| What is being asked |
Your response should consist of the lines below, printed exactly.

Saved entries
---------------
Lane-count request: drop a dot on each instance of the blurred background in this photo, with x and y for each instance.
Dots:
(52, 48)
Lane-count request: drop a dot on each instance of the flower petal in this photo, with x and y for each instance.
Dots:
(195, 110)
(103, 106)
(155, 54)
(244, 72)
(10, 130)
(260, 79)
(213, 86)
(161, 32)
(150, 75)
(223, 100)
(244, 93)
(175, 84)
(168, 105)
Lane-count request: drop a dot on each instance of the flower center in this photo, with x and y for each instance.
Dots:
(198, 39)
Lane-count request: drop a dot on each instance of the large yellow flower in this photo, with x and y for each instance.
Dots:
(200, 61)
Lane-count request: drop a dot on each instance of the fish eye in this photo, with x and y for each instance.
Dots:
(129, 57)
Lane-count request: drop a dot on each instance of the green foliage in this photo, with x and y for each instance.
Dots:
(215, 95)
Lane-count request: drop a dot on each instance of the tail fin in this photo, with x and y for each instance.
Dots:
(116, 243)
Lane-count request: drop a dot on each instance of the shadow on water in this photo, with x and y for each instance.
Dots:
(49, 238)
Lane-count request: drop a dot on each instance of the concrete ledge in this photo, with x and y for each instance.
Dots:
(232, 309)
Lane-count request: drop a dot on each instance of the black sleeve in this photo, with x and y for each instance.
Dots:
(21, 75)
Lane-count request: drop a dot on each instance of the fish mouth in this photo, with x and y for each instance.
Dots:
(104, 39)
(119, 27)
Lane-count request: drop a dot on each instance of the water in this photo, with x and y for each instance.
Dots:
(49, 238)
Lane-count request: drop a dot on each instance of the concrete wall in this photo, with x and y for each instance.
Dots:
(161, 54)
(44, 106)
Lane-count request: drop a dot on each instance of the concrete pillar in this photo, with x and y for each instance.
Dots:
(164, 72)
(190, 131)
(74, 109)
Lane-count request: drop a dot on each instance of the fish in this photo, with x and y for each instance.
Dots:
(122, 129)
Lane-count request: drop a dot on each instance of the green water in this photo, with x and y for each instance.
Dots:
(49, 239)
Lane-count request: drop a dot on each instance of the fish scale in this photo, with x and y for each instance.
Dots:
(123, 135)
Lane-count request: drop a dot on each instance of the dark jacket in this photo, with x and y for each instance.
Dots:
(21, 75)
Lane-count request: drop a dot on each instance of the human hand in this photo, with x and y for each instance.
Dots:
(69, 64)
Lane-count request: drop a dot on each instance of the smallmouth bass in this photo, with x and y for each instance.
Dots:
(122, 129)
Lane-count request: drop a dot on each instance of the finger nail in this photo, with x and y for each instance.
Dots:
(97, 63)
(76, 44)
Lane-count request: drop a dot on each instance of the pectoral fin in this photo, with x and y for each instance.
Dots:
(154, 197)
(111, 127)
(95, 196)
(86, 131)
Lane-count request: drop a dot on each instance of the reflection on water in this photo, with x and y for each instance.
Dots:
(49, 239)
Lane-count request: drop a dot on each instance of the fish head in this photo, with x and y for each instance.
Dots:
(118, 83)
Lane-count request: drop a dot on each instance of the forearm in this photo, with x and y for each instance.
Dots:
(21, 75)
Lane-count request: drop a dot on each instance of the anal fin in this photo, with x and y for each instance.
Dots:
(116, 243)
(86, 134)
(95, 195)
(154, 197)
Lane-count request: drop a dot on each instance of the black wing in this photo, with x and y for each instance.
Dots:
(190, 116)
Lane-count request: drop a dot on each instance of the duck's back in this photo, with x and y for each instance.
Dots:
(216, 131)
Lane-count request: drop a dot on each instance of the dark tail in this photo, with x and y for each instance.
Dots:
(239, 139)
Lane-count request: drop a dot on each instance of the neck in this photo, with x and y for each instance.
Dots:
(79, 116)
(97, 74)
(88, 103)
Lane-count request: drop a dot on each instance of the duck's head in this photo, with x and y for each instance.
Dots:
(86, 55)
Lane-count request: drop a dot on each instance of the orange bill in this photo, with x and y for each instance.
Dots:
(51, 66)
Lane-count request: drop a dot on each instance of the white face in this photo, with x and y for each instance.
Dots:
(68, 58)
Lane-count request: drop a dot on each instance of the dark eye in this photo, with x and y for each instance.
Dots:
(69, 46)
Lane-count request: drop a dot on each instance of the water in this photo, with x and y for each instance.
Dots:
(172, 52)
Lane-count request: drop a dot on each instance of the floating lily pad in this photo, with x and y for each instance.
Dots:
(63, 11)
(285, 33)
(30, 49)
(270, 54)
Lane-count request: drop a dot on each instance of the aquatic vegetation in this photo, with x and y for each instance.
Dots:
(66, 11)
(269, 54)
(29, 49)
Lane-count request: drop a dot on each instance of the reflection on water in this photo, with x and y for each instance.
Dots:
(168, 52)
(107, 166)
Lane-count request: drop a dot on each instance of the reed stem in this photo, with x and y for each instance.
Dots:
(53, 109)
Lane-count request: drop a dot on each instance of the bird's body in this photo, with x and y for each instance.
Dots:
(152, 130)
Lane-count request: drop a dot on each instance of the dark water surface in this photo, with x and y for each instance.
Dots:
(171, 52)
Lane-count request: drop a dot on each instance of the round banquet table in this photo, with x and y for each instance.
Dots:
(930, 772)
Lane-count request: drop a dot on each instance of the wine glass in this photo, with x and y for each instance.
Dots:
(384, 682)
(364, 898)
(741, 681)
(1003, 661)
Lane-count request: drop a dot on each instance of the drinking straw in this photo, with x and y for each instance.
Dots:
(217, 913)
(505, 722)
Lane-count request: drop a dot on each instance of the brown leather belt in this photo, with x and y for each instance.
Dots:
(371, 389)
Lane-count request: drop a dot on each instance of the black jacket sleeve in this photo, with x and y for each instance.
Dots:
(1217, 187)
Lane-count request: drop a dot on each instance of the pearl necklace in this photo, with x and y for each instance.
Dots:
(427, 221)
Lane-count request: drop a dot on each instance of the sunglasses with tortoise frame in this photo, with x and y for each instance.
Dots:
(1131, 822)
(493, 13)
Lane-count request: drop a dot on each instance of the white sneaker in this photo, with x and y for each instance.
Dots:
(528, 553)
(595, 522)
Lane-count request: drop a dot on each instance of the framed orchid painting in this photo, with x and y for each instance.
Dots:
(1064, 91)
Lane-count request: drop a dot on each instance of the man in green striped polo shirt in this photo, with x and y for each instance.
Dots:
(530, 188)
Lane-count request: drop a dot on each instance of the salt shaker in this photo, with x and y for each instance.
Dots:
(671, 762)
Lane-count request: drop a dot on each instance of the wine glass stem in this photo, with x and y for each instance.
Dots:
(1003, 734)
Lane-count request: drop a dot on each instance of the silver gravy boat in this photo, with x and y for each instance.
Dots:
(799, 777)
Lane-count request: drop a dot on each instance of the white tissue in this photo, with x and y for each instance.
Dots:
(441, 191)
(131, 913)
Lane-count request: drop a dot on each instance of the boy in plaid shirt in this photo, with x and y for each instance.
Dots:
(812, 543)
---------------
| Response area |
Lane-count request: drop a dot on each instance of the blurred background in this photo, with x and y for each instance.
Dots:
(52, 48)
Lane-count request: drop a dot on each instance of the flower petal in this photo, with x and y for each instance.
Dots:
(195, 110)
(103, 106)
(155, 54)
(244, 72)
(10, 130)
(260, 79)
(213, 86)
(161, 32)
(150, 75)
(223, 100)
(244, 93)
(175, 84)
(168, 105)
Lane-count request: drop a dot on each instance of the flower center in this photo, with x and y for each instance.
Dots:
(198, 39)
Lane-count request: drop a dot on each instance of the large yellow flower in this photo, with x and y for each instance.
Dots:
(200, 61)
Lane-count request: drop a dot on each instance of the fish eye in this photo, with x and y for each instance.
Dots:
(129, 57)
Lane-count request: drop a dot on each instance of the green foliage in this photo, with x and y for each instance.
Dots:
(215, 95)
Lane-count request: drop a dot on each instance of the tail fin in this photo, with x and y for each instance.
Dots:
(116, 243)
Lane-count request: drop a dot on each instance of the shadow on water in this photo, with x and y for each instance.
Dots:
(49, 238)
Lane-count request: drop a dot on each instance of the concrete ledge in this photo, with x and y for each instance.
Dots:
(232, 309)
Lane-count request: drop a dot on each instance of the black sleeve in this photo, with x and y for each instance.
Dots:
(21, 75)
Lane-count request: drop a dot on each instance of the fish mouth in this photo, with x and y for each instance.
Dots:
(104, 39)
(119, 27)
Lane-count request: drop a dot on each instance of the water in this photo, with x and y for each instance.
Dots:
(49, 238)
Lane-count request: drop a dot on each instance of the concrete wall in this photo, with x and y for each instance.
Dots:
(161, 54)
(44, 106)
Lane-count request: drop a dot on each instance of the concrete pillar in this photo, with x and y for each instance.
Dots:
(164, 72)
(190, 131)
(74, 109)
Lane-count request: drop a dot on each instance of the fish in this photo, with x and y for each instance.
Dots:
(122, 129)
Lane-count request: drop a dot on each instance of the green water in this photo, with x and y for each instance.
Dots:
(49, 239)
Lane-count request: drop a dot on each instance of the fish scale in this photo, with x and y for each instance.
Dots:
(123, 135)
Lane-count request: drop a dot on each instance of the dark jacket in this photo, with x and y for each instance.
Dots:
(21, 75)
Lane-count request: drop a dot on each instance of the human hand in this photo, with x and y for each instance.
Dots:
(69, 64)
Lane-count request: drop a dot on each instance of the smallmouth bass in this photo, with x and y for each instance.
Dots:
(122, 129)
Lane-count request: drop a dot on each instance of the finger nail in this photo, with x and y for each instance.
Dots:
(97, 63)
(76, 44)
Lane-count request: drop a dot on each instance of the pectoral fin in this photo, with x and y for each instance.
Dots:
(154, 197)
(111, 127)
(95, 196)
(86, 131)
Lane-count request: drop a dot on each instance of the reflection on water in this photo, with x and y for each instance.
Dots:
(49, 239)
Lane-count request: drop a dot on each instance of the fish head in this photo, with x and y for each instance.
Dots:
(118, 83)
Lane-count request: drop a dot on each instance of the forearm in this photo, with x and y for each instance.
Dots:
(21, 75)
Lane-count request: drop a dot on each instance of the anal fin in this photo, with x and y for each instance.
Dots:
(116, 243)
(86, 134)
(95, 195)
(154, 197)
Lane-count request: drop a dot on each instance of the black wing in this photo, with x and y for each instance.
Dots:
(190, 116)
Lane-count request: drop a dot on each instance of the duck's back in this photo, with x and y for each instance.
Dots:
(216, 131)
Lane-count request: drop a dot on each instance of the dark tail in this photo, with x and y for each instance.
Dots:
(239, 139)
Lane-count request: drop a dot on each instance of the neck in this photo, with x and y for each instance.
Dots:
(79, 116)
(97, 74)
(88, 103)
Lane-count request: drop a dot on each instance of the duck's head in this photo, with x and y for each instance.
Dots:
(86, 55)
Lane-count request: drop a dot on each instance of the orange bill in this photo, with x and y for each instance.
Dots:
(51, 66)
Lane-count request: drop a dot on each instance of the white face in this photo, with x and y for each instance.
Dots:
(68, 58)
Lane-count request: drop a dot on each instance of the dark eye in this photo, with x and y for each instance.
Dots:
(69, 46)
Lane-count request: drop a dot on each instance of the water in this photo, with x and y for each instance.
Dots:
(172, 52)
Lane-count request: drop a dot on each instance of the floating lily pad in this photo, with x and y for each instance.
Dots:
(63, 11)
(285, 33)
(30, 49)
(270, 54)
Lane-count request: drop a dot on each instance of the aquatic vegetation in this photo, with x and y for each instance.
Dots:
(66, 11)
(269, 54)
(29, 49)
Lane-count request: drop a dot on each instance of the reflection on water in this photo, with x and y for each instance.
Dots:
(168, 52)
(107, 166)
Lane-count request: drop a dot on each instance of the reed stem in this photo, with x and y for each instance.
Dots:
(53, 109)
Lane-count request: drop a dot on each instance of the bird's body in this photo, with x and y for each instance.
Dots:
(152, 130)
Lane-count request: drop a dot on each instance of the dark water surface in this photo, with x and y for each instance.
Dots:
(171, 52)
Lane-count request: drop a dot on each instance of the round banquet table in this photo, with x and y for each instance.
Dots:
(930, 772)
Lane-count request: drop a dot on each instance of the wine glass in this photo, with x and y for each instance.
Dots:
(384, 682)
(364, 898)
(741, 681)
(1003, 661)
Lane-count request: drop a dot on each instance of the drinking straw in this photo, with x and y for each instance.
Dots:
(217, 913)
(505, 722)
Lane-count request: drop a dot on each instance of the brown leather belt in this photo, with x and y for each instance.
Dots:
(371, 389)
Lane-count request: drop a dot on each instance of the black jacket sleeve in this photo, with x and y for each instance.
Dots:
(1217, 187)
Lane-count request: drop a dot on each instance of the pearl necklace in this photo, with x and y for each instance.
Dots:
(427, 221)
Lane-count request: drop a dot on each instance of the sunglasses with tortoise frame in this photo, with x and y for each instance.
Dots:
(1131, 822)
(493, 13)
Lane-count request: drop a dot on each instance of the white sneaker in this photo, with x and y for each instance.
Dots:
(528, 553)
(595, 522)
Lane-count request: drop a dot on each instance of the framed orchid painting in this photo, with x and y for each instance.
Dots:
(1064, 91)
Lane-count request: drop a dot on each instance of the man in green striped polo shirt in this photo, with x and y for each instance.
Dots:
(530, 188)
Lane-count request: drop a dot on each instance of the salt shaker in this photo, with x and y for each instance.
Dots:
(671, 762)
Lane-count request: drop a dot on each instance of the wine glass stem in this photo, with x and y for each instance.
Dots:
(1003, 734)
Lane-count request: drop a dot on each instance of the silver gravy boat in this photo, with x and y for each instance.
Dots:
(799, 777)
Lane-count request: drop a dot on each instance of the white tissue in this photo, with x and y for each instance.
Dots:
(441, 191)
(131, 913)
Lane-count request: drop a dot on each instance of the boy in plaid shirt in this photo, with x and y for each instance.
Dots:
(812, 543)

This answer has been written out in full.